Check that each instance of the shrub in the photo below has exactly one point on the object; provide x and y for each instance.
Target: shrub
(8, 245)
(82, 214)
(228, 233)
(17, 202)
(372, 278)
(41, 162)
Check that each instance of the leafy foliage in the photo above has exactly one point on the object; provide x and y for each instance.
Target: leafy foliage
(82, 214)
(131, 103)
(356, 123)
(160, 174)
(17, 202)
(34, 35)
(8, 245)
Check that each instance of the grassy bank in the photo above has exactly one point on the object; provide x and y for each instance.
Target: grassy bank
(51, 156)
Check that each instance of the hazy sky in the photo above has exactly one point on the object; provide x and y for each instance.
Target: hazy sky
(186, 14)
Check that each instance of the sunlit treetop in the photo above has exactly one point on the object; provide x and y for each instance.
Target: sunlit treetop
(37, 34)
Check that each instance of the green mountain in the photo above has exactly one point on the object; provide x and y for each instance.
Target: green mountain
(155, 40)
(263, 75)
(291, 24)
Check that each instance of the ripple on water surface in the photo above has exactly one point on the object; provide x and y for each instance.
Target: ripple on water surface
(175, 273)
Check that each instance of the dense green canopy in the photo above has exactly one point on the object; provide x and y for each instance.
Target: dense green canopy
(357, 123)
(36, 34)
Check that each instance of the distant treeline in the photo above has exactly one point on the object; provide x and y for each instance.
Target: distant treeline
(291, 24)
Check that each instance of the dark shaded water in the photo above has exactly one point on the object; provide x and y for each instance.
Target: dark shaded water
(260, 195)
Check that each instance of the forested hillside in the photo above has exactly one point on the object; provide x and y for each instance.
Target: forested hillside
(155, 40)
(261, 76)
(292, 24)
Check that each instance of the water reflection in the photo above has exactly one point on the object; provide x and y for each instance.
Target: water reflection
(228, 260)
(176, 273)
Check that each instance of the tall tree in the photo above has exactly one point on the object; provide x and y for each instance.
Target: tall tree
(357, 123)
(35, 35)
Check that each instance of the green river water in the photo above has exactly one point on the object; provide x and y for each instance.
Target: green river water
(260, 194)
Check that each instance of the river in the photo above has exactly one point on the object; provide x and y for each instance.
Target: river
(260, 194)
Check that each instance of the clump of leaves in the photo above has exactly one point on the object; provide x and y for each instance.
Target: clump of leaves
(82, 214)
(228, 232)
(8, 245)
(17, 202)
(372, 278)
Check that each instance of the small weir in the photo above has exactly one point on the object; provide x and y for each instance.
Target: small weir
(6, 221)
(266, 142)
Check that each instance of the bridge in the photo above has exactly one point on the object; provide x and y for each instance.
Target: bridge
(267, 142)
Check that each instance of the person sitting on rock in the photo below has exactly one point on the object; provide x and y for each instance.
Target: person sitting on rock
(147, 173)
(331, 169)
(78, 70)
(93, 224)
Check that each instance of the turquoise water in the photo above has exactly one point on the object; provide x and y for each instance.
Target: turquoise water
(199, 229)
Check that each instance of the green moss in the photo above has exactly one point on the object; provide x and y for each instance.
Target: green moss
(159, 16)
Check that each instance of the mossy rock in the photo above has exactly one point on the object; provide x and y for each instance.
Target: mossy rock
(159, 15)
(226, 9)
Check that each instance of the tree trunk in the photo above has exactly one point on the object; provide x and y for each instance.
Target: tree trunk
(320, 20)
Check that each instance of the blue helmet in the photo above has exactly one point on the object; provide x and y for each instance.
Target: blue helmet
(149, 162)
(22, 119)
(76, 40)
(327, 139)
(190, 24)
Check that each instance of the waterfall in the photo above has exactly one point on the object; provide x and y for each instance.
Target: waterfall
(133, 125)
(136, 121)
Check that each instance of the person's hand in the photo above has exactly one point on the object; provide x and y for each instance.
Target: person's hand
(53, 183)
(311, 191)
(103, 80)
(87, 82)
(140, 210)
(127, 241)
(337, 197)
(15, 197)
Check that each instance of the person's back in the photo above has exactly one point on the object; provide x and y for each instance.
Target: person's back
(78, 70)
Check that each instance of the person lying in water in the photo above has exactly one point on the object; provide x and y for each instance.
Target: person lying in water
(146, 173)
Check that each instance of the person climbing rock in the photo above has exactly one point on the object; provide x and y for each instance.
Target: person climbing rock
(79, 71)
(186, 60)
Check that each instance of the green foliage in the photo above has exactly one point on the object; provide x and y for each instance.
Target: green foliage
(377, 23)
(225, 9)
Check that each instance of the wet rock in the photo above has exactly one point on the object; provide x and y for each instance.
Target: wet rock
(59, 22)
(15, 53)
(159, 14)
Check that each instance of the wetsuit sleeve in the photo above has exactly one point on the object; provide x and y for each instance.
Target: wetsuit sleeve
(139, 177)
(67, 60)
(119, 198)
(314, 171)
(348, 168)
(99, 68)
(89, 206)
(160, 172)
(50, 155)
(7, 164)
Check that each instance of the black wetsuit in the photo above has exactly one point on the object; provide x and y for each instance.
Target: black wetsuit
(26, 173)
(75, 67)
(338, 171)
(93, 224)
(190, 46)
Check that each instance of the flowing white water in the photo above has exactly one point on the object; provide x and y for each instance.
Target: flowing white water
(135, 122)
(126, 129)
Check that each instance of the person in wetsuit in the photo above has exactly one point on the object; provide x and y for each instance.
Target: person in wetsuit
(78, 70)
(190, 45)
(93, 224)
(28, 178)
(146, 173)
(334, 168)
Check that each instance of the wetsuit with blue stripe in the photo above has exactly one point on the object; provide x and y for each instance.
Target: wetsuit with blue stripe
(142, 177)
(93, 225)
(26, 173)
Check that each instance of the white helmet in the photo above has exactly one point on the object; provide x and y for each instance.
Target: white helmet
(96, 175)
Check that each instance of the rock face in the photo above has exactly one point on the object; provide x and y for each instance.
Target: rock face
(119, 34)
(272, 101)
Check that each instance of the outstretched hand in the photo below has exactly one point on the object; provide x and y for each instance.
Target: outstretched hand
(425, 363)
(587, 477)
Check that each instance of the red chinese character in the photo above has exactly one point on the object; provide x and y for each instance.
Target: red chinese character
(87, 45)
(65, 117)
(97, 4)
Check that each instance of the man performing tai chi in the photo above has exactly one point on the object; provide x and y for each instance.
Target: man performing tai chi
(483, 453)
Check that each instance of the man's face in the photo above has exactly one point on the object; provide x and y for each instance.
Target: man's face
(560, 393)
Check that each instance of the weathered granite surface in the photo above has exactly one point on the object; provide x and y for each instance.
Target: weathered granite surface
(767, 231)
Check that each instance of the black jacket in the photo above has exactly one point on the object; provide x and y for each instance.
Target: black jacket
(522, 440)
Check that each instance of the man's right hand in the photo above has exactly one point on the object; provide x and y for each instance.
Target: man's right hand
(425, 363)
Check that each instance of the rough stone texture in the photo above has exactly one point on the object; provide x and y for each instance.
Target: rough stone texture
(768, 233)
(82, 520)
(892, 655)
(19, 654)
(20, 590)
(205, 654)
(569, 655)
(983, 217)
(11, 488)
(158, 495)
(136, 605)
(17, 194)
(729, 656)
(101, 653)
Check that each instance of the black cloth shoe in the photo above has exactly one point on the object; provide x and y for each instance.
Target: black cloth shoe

**WORK REQUIRED:** Copy out each line exactly.

**TASK RESULT:**
Check that each instance of the shrub in the photo below has exactly one point on the object; provide x and y for each instance.
Target: shrub
(8, 245)
(82, 214)
(228, 233)
(17, 202)
(372, 278)
(41, 162)
Check that each instance of the leafy foliage in the photo above has exactly one point on the object; provide x and y for each instance.
Target: leafy foliage
(82, 214)
(131, 103)
(356, 123)
(160, 174)
(17, 202)
(34, 35)
(8, 245)
Check that each instance of the grassy bank in the photo above has exactly one point on the object; provide x and y for each instance.
Target: grassy bank
(51, 156)
Check that each instance of the hazy sky in the photo above has exactly one point on the object; provide x and y for each instance.
Target: hazy sky
(186, 14)
Check that each instance of the sunlit treetop in the photo above has exactly one point on the object; provide x and y for each instance.
Target: sunlit treetop
(37, 34)
Check that each instance of the green mountain in the photo above has exactly one point on the object; provide x and y for each instance.
Target: green mountain
(155, 40)
(263, 75)
(291, 24)
Check that each instance of the ripple on water surface in the photo above has exactly one point on the object; provide x and y for each instance.
Target: ripple on water surface
(175, 273)
Check that each instance of the dense green canopy in the photo above has exactly one point on the object; provide x and y for each instance.
Target: dense green canopy
(357, 123)
(36, 34)
Check that each instance of the distant treeline in the photo above has exactly one point on the object; provide x and y for each instance.
Target: distant treeline
(291, 24)
Check that each instance of the dark shaded water in the photo above has exactly one point on the object; provide x and y for each instance.
Target: dark shaded water
(260, 195)
Check that each instance of the forested hillside in the photo above has exactly one point on the object; provide x and y for each instance.
Target: forested hillside
(155, 40)
(261, 76)
(292, 24)
Check that each instance of the water reflection in the photo above has exactly one point on the object; provide x and y for each instance.
Target: water reflection
(228, 260)
(176, 273)
Check that each instance of the tall tree in the photo above has exactly one point on the object; provide x and y for each instance.
Target: tall tree
(357, 123)
(35, 35)
Check that each instance of the green river water in the photo above has exactly one point on the object; provide x and y for each instance.
Target: green river water
(260, 194)
Check that each instance of the river in the photo above has exactly one point on the object; provide x and y for each instance.
Target: river
(260, 194)
Check that each instance of the clump of leaves in the photo above has exactly one point on the object; provide x and y for each instance.
Target: clump of leaves
(82, 214)
(228, 232)
(8, 245)
(17, 202)
(372, 278)
Check that each instance of the small weir in the photo above has exactly one point on the object; provide x and y for each instance.
Target: small weir
(6, 221)
(266, 142)
Check that each instance of the bridge in the photo above has exactly one point on the object; provide x and y for each instance.
Target: bridge
(267, 142)
Check that each instance of the person sitting on rock in the photo below has exactly one point on the object; provide x and y for each instance.
Target: person sitting on rock
(147, 173)
(331, 169)
(78, 70)
(93, 224)
Check that each instance of the turquoise water in the photo above has exactly one point on the object; provide x and y for each instance.
Target: turquoise water
(199, 229)
Check that each instance of the green moss in the photo above has exactly one point on the object; provide x and y for each instance.
Target: green moss
(159, 16)
Check that each instance of the mossy rock in the photo above has exactly one point on the object; provide x and y for each instance.
Target: mossy rock
(159, 15)
(226, 9)
Check that each instance of the tree trunk in the photo above has exactly one point on the object; provide x and y for each instance.
Target: tree trunk
(320, 20)
Check that each instance of the blue helmet in the photo above has exactly one point on the object; provide x and y for each instance.
Target: blue helmet
(149, 162)
(22, 119)
(76, 40)
(327, 139)
(190, 24)
Check that each instance of the waterfall in the photo above has exactly one point on the object; provide x and y for each instance.
Target: waterfall
(133, 125)
(136, 121)
Check that each instance of the person's hand in the photo above has exactly one point on the object; provide x and y for each instance.
Target: person's hand
(53, 183)
(311, 191)
(103, 80)
(87, 82)
(140, 210)
(127, 241)
(337, 197)
(15, 197)
Check that each instance of the person's back in the photo above has exactly one point on the object; provide x and y for each instance.
Target: person's back
(78, 70)
Check that each instance of the person lying in water in the photo above has exactly one point on the object; provide x and y for each instance.
Target: person lying in water
(146, 173)
Check that each instance of the person climbing rock in the photo above has exactly one point on the object; provide x and y for each instance.
Target: person climbing rock
(79, 71)
(186, 60)
Check that each instance of the green foliage in the photo above has exactly one point on the object; provide x and y for each instance.
Target: green foliage
(377, 23)
(225, 9)
Check that each instance of the wet rock in the photo above has exactly one point on the object; provide x and y for each instance.
Target: wet rock
(59, 22)
(15, 53)
(159, 14)
Check that each instance of the wetsuit sleeve in the photo above has exactly one point on the object; provide x and y for each instance.
Target: wetsuit sleeve
(139, 177)
(67, 60)
(119, 198)
(314, 171)
(348, 168)
(99, 68)
(89, 206)
(160, 172)
(50, 155)
(7, 164)
Check that each instance of the black wetsuit in the photo above has exactly one point on the object; provide x and y for each instance.
Target: black wetsuit
(26, 173)
(75, 67)
(338, 171)
(93, 224)
(190, 46)
Check that each instance of the flowing white water in the photo above has exactly one point on the object; provide x and y for each instance.
Target: flowing white water
(135, 122)
(126, 129)
Check that each instance of the person in wetsuit in the photo above has exactly one point on the object; provide x and y for each instance.
Target: person in wetsuit
(78, 70)
(190, 45)
(93, 224)
(28, 178)
(146, 173)
(334, 168)
Check that each instance of the wetsuit with blue stripe in the photo above has exactly one point on the object; provide x and y for each instance.
Target: wetsuit with blue stripe
(142, 177)
(93, 225)
(26, 173)
Check that each instance of the white helmet in the photo above has exactly one point on the object; provide x and y for each instance.
Target: white helmet
(96, 175)
Check that each instance of the rock face in the photo above has exactly one point on the object; provide x and y for each instance.
Target: rock face
(119, 34)
(272, 101)
Check that each instance of the outstretched hand in the photo below has exactly one point on the object; provide x and y for each instance.
Target: outstretched hand
(425, 363)
(587, 477)
Check that each instance of the red chinese character in the photo above has exactly one point on the object; provide x and y for each instance.
Target: red chinese character
(87, 45)
(65, 117)
(97, 4)
Check that each instance of the man performing tai chi in the photo above has exactly one point on the object; provide x and y for each instance.
Target: man performing tai chi
(483, 453)
Check that each instance of the man's face in the photo above has exactly one point on the object; provide x and y for each instance.
Target: man's face
(560, 393)
Check that each instance of the weathered granite surface in the photo above has exactly one point on the object; provide x and y for each instance.
Target: weathered granite surface
(767, 231)
Check that each instance of the black jacket in the photo above has exactly one point on the object; provide x and y for each instance.
Target: black jacket
(522, 440)
Check that each instance of the man's right hand in the photo above has exactly one point on the object; provide x and y for each instance.
Target: man's right hand
(425, 363)
Check that each instance of the rough stone texture in the photo above has exactly one point on the object; provide x and y for each instance.
Target: rough stone texture
(768, 233)
(82, 520)
(892, 655)
(19, 654)
(20, 590)
(205, 654)
(569, 655)
(983, 217)
(11, 488)
(158, 495)
(136, 605)
(17, 194)
(729, 656)
(101, 653)
Check that each instance of the black cloth shoe in the photo above has exactly one point on the object; provide x and y for each instance.
Target: black cloth shoe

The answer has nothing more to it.